> PAGE EXCERPT
····················

LLM Katan includes automatic int8 quantization for CPU inference, providing significant performance improvements:

Performance Gains

2-4x faster inference on CPU (on supported platforms)
4x memory reduction
Enabled by default for best testing experience
Minimal quality impact (acceptable for testing scenarios)
Platform support: Works best on Linux x86_64; may not be available on all platforms (e.g., Mac)

When to Use Quantization

✅ Enabled (default) - Recommended for:

Fast E2E testing
Development environments
CI/CD pipelines
Resource-constrained environments

❌ Disabled (--no-quantize) - Use when you need:

Maximum accuracy (though tiny models have limited accuracy anyway)
Debugging precision-sensitive issues
Comparing with full-precision baselines

Example Performance

# Default: Fast with quantization (~50-100s per inference)
llm-katan --model Qwen/Qwen3-0.6B

# Slower but more accurate (~200s per inference)
llm-katan --model Qwen/Qwen3-0.6B --no-quantize

Note: Even with quantization, llm-katan is slower than production tools like LM Studio (which uses llama.cpp with extensive optimizations). For production workloads, use vLLM, Ollama, or similar solutions.

Use Cases

Strengths

Fastest time-to-test: 30 seconds from install to running
Optimized for CPU: Automatic int8 quantization for 2-4x speedup
Minimal resource footprint: Designed for tiny models and efficient testing
No GPU required: Runs on laptops, Macs, and any CPU-only environment
CI/CD integration friendly: Lightweight and automation-ready
Multiple instances: Run same model with different names on different ports

Ideal For

Automated testing pipelines: Quick LLM endpoint setup for test suites
Development environment mocking: Real inference without production overhead
Quick prototyping: Fast iteration with actual model behavior
Educational/learning scenarios: Easy setup for AI development learning

Not Ideal For

Production workloads: Use Ollama or vLLM for production deployments
Large model serving: Designed for tiny models (< 1B parameters)

····················

> INFORMATION GIVEN
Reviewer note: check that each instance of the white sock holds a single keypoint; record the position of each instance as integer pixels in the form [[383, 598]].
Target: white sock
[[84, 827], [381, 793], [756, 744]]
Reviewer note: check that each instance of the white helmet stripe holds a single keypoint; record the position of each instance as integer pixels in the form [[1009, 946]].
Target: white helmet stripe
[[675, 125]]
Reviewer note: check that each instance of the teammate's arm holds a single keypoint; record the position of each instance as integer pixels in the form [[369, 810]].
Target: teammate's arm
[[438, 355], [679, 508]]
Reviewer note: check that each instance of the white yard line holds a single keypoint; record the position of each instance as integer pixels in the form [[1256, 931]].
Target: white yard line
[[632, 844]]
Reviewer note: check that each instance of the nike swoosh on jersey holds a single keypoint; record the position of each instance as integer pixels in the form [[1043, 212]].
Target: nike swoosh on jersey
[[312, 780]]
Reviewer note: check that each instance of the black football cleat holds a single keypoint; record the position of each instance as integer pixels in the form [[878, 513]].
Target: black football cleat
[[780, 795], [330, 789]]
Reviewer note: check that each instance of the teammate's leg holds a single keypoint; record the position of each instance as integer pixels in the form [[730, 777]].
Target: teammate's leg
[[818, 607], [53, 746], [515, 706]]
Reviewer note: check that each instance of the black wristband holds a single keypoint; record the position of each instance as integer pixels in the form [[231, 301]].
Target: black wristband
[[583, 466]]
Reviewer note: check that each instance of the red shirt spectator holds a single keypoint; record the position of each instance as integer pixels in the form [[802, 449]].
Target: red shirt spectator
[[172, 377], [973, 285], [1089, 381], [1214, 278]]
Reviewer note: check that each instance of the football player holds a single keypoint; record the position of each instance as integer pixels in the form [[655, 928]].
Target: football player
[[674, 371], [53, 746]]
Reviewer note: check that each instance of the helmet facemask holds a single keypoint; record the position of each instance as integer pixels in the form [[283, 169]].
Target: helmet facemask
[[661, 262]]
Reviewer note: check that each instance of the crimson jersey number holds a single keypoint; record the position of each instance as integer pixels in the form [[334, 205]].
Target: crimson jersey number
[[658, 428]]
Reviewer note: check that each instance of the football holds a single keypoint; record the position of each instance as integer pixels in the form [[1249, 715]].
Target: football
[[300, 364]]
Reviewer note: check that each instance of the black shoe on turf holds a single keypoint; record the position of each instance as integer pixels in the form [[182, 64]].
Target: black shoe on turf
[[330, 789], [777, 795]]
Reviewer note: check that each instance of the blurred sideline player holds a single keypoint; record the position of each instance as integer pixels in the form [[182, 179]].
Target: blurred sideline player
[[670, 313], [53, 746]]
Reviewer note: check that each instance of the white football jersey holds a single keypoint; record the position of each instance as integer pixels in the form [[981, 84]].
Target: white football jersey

····················

> ABOUT THIS TASK
According to the LLM Katan page, which command-line flag turns off int8 quantization? The lines have nothing to do with the text.

> YOUR SOLUTION
--no-quantize